%%
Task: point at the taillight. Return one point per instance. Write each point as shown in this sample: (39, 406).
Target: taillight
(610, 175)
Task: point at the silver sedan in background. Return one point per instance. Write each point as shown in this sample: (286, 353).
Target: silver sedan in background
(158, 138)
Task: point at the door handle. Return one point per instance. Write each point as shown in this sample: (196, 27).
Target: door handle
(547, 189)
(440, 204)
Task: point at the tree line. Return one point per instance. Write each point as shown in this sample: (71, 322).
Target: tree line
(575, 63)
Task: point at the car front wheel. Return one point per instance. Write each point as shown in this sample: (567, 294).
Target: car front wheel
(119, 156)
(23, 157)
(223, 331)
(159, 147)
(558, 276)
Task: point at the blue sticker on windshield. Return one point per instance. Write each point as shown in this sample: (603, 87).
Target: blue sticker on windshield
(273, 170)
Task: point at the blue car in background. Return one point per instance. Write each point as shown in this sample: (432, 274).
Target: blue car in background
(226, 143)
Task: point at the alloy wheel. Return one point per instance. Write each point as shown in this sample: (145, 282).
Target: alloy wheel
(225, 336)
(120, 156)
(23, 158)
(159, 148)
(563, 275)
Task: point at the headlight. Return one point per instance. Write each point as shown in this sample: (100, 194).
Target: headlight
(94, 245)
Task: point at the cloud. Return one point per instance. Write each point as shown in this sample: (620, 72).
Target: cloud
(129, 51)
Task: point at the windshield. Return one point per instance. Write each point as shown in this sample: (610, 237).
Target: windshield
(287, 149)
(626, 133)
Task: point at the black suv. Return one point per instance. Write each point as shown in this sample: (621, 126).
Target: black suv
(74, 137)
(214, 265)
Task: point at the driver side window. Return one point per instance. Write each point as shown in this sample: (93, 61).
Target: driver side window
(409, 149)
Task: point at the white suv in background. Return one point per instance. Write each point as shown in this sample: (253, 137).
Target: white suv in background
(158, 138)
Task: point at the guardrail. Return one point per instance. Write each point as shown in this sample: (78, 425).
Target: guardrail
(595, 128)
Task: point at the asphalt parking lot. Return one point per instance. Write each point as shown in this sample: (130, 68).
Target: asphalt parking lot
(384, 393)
%%
# GIVEN REQUEST
Repeat the entries exactly, all of them.

# RESPONSE TO THIS EXERCISE
Task: point at the taillight. Return one point per instance. Write each point as shown in this sample: (39, 406).
Target: taillight
(610, 175)
Task: point at the silver sedan in background. Return one point per instance. Write each point as shown in this sample: (286, 353).
Target: silver sedan in background
(158, 138)
Task: point at the door handle. Return one point per instance. Write each point as shown in this sample: (196, 27).
Target: door handle
(547, 189)
(440, 204)
Task: point at the tree line. Return one point per instance. Write each point as shown in this sample: (71, 322).
Target: tree line
(575, 63)
Task: point at the car front wheel. Return one point per instance. Write each point as shown in this sample: (567, 294).
Target: car front wheel
(119, 156)
(23, 157)
(223, 331)
(159, 147)
(558, 276)
Task: point at the blue sticker on windshield. Return one point per instance. Write each point as shown in this sample: (603, 87).
Target: blue sticker on windshield
(273, 170)
Task: point at the blue car in background. Return one point per instance. Write each point as shown in this sample: (432, 274).
Target: blue car in background
(226, 143)
Task: point at the alloy wheel. Return one point per instance. Write each point as shown in this sample: (145, 282).
Target: alloy wheel
(225, 336)
(120, 156)
(23, 158)
(159, 148)
(563, 275)
Task: point at the headlight. Return one point per instance. Write each point as shown in this sample: (100, 194).
Target: headlight
(94, 245)
Task: point at the cloud. Return one point per instance. Write each point as shown in this sample: (620, 72).
Target: cloud
(129, 51)
Task: point at the windshield. Return one point per instance. Write each point as shown in this sample: (610, 237).
Target: windshield
(287, 149)
(626, 133)
Task: point at the black suv. Return one point per instance. Write each point as shown in this sample: (621, 126).
Target: black suv
(74, 137)
(214, 265)
Task: point at the driver side window. Return one point per instance. Write each point as shown in this sample: (93, 61).
Target: driver side window
(409, 149)
Task: point at the white suv in background. Return one point per instance. Write each point as shown in this sample: (253, 137).
Target: white suv in background
(158, 138)
Task: point at the guardrail. Return one point per instance. Write each point as shown in this sample: (78, 425).
Target: guardrail
(595, 128)
Task: point at the asphalt parking lot. Return one point per instance. Write each point as shown in this sample: (130, 68).
Target: asphalt parking lot
(384, 393)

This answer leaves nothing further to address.